**Information supplied**:
— BEGIN —

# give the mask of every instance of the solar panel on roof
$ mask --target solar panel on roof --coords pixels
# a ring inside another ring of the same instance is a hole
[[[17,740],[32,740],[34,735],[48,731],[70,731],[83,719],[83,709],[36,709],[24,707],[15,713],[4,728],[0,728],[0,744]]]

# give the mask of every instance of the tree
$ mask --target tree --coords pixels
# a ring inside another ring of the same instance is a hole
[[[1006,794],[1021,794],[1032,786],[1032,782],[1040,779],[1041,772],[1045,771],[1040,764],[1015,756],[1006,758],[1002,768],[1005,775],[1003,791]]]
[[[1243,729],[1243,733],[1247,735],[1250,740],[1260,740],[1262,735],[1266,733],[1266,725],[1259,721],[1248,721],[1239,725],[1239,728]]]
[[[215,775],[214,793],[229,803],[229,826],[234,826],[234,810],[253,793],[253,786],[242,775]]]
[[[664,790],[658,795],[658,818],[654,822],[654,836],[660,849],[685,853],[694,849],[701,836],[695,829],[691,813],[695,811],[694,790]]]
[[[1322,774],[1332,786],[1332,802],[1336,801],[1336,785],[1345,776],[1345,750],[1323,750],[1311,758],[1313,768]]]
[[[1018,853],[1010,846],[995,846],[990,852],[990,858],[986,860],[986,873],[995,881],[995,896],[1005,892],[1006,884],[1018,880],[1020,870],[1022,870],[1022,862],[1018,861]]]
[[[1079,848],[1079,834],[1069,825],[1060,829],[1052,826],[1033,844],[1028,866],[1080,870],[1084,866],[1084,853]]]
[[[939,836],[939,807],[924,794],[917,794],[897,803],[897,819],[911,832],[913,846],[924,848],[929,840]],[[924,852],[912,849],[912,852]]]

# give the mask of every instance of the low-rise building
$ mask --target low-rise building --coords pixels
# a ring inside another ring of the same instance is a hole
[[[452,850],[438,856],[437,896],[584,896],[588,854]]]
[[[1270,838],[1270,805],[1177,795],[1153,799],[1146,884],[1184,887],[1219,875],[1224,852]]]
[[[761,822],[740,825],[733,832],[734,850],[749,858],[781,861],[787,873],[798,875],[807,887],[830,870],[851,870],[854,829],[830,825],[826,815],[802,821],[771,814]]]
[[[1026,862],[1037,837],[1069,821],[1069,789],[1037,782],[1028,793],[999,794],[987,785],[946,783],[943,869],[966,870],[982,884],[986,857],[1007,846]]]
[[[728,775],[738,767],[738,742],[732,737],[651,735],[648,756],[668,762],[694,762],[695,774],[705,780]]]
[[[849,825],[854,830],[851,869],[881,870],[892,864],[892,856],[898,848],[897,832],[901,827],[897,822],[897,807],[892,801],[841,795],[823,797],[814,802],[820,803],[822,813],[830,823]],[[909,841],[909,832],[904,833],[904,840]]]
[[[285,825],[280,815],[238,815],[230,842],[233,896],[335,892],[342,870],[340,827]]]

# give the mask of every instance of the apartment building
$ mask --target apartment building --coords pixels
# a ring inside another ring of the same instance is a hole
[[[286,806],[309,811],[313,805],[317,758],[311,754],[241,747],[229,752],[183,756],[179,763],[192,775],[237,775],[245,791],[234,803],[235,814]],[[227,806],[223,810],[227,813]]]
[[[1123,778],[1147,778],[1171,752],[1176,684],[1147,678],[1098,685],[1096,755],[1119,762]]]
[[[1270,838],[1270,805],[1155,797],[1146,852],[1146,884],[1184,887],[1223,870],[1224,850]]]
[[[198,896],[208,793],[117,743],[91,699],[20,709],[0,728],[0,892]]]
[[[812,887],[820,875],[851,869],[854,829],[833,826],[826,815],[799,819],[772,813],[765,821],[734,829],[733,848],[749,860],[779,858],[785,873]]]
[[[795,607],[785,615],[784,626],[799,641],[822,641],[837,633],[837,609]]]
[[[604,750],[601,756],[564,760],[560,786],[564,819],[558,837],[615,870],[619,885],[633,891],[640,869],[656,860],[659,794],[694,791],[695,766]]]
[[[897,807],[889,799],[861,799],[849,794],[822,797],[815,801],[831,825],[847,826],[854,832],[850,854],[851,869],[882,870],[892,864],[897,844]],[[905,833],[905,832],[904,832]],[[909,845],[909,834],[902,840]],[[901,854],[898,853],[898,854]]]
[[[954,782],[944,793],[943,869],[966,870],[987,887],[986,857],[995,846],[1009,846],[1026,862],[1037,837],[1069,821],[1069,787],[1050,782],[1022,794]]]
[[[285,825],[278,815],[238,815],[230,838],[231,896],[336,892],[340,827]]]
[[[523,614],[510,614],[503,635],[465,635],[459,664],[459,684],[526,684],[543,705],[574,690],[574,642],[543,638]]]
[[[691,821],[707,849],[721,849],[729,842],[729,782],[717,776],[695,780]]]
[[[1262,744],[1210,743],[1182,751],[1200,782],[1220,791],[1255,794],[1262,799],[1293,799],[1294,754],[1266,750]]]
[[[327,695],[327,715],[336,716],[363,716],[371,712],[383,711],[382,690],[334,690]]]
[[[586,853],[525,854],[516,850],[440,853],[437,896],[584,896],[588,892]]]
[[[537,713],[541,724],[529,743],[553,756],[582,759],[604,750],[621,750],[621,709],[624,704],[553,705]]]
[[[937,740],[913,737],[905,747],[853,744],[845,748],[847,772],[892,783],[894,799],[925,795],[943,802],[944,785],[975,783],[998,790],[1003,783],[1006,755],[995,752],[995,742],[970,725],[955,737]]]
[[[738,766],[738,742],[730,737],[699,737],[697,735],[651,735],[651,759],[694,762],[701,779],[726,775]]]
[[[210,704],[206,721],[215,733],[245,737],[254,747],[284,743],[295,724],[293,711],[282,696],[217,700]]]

— END —

**Exercise prompt**: Print all the data exactly.

**Completed task**:
# give the mask of every instance of the solar panel on roof
$ mask --target solar panel on roof --coords pixels
# a ring inside another ring of the same instance is a hole
[[[17,740],[32,740],[34,735],[48,731],[70,731],[83,719],[83,709],[36,709],[24,707],[15,713],[4,728],[0,728],[0,744]]]

# give the mask of every instance of the tree
$ mask --target tree --coords pixels
# a ring inside another ring of the same instance is a hole
[[[1006,794],[1021,794],[1032,786],[1032,782],[1040,779],[1041,772],[1045,771],[1040,764],[1015,756],[1006,758],[1002,768],[1005,775],[1003,791]]]
[[[1243,729],[1243,733],[1247,735],[1250,740],[1260,740],[1262,735],[1266,733],[1266,725],[1259,721],[1248,721],[1239,725],[1239,728]]]
[[[215,775],[214,793],[229,803],[229,826],[234,826],[234,810],[253,793],[253,786],[242,775]]]
[[[664,790],[658,795],[658,818],[654,822],[654,836],[660,849],[685,853],[694,849],[701,836],[695,829],[691,813],[695,811],[694,790]]]
[[[1322,774],[1332,786],[1332,802],[1336,801],[1336,785],[1345,776],[1345,750],[1323,750],[1311,758],[1313,768]]]
[[[1018,853],[1010,846],[995,846],[990,852],[990,858],[986,860],[986,873],[995,881],[995,896],[1005,892],[1006,884],[1018,880],[1020,870],[1022,870],[1022,862],[1018,861]]]
[[[1079,848],[1079,834],[1069,825],[1060,829],[1052,826],[1033,844],[1028,866],[1080,870],[1084,866],[1084,853]]]
[[[939,836],[939,807],[924,794],[917,794],[897,803],[897,819],[911,832],[913,846],[924,848],[929,840]],[[924,852],[912,849],[912,852]]]

# give the mask of every instance of the low-rise building
$ mask --target low-rise building --coords pixels
# a ring inside another ring of the same instance is a hole
[[[452,850],[438,856],[437,896],[584,896],[588,854]]]
[[[1270,838],[1270,805],[1177,795],[1153,799],[1146,884],[1184,887],[1219,875],[1224,852]]]
[[[761,822],[740,825],[733,832],[734,850],[749,858],[781,861],[787,873],[798,875],[807,887],[830,870],[851,870],[854,829],[830,825],[826,815],[802,821],[771,814]]]
[[[1026,862],[1037,837],[1069,821],[1069,789],[1037,782],[1028,793],[999,794],[987,785],[946,783],[943,869],[966,870],[982,884],[986,857],[1007,846]]]
[[[728,775],[738,767],[738,742],[732,737],[651,735],[648,756],[668,762],[694,762],[695,774],[705,780]]]
[[[849,825],[854,830],[851,869],[881,870],[892,864],[892,856],[898,848],[897,832],[901,827],[897,822],[897,807],[892,801],[841,795],[823,797],[814,802],[820,803],[822,813],[830,823]],[[909,841],[909,832],[904,833],[904,840]]]
[[[285,825],[280,815],[238,815],[230,842],[233,896],[335,892],[342,870],[340,827]]]

# give the mask of every instance of the apartment building
$ mask --target apartment building --coords pixels
# a ring inside another ring of the same instance is a hole
[[[286,806],[309,811],[313,805],[317,758],[311,754],[241,747],[229,752],[183,756],[179,763],[192,775],[237,775],[245,791],[234,803],[235,814]],[[227,806],[223,810],[227,813]]]
[[[1123,778],[1147,778],[1171,752],[1176,684],[1147,678],[1098,685],[1096,755],[1119,762]]]
[[[1270,838],[1270,805],[1155,797],[1146,852],[1146,884],[1184,887],[1223,870],[1224,850]]]
[[[198,896],[208,793],[117,743],[91,699],[20,709],[0,728],[0,892]]]
[[[812,887],[820,875],[851,869],[854,829],[833,826],[826,815],[799,819],[772,813],[765,821],[734,829],[733,848],[749,860],[779,858],[785,873]]]
[[[795,607],[785,615],[784,626],[799,641],[822,641],[837,633],[837,609]]]
[[[604,750],[601,756],[564,760],[560,786],[564,819],[558,837],[615,870],[619,885],[633,891],[640,869],[656,860],[659,794],[694,791],[695,766]]]
[[[897,807],[889,799],[861,799],[849,794],[822,797],[815,801],[831,825],[847,826],[854,832],[850,854],[851,869],[882,870],[892,864],[897,844]],[[905,833],[905,832],[904,832]],[[909,845],[909,834],[902,840]],[[901,854],[898,853],[898,854]]]
[[[954,782],[944,793],[943,869],[966,870],[987,887],[986,857],[995,846],[1009,846],[1026,862],[1037,837],[1069,821],[1069,787],[1050,782],[1022,794]]]
[[[285,825],[278,815],[238,815],[230,838],[231,896],[336,892],[340,827]]]
[[[523,614],[510,614],[503,635],[465,635],[459,664],[459,684],[526,684],[543,705],[574,690],[574,642],[543,638]]]
[[[691,821],[707,849],[721,849],[729,842],[729,782],[717,776],[695,780]]]
[[[1262,744],[1210,743],[1182,751],[1200,782],[1220,791],[1255,794],[1262,799],[1293,799],[1294,754],[1266,750]]]
[[[327,695],[327,715],[336,716],[363,716],[371,712],[383,711],[382,690],[334,690]]]
[[[586,853],[525,854],[516,850],[440,853],[437,896],[584,896],[588,892]]]
[[[537,713],[541,724],[529,743],[553,756],[582,759],[604,750],[621,750],[621,709],[624,704],[553,705]]]
[[[937,740],[913,737],[905,747],[853,744],[845,748],[847,772],[892,783],[894,799],[925,795],[943,802],[944,785],[975,783],[998,790],[1003,783],[1006,755],[995,752],[995,742],[970,725],[955,737]]]
[[[738,766],[738,742],[730,737],[699,737],[697,735],[651,735],[651,759],[694,762],[701,779],[726,775]]]
[[[210,704],[206,721],[215,733],[245,737],[254,747],[284,743],[295,724],[293,711],[282,696],[217,700]]]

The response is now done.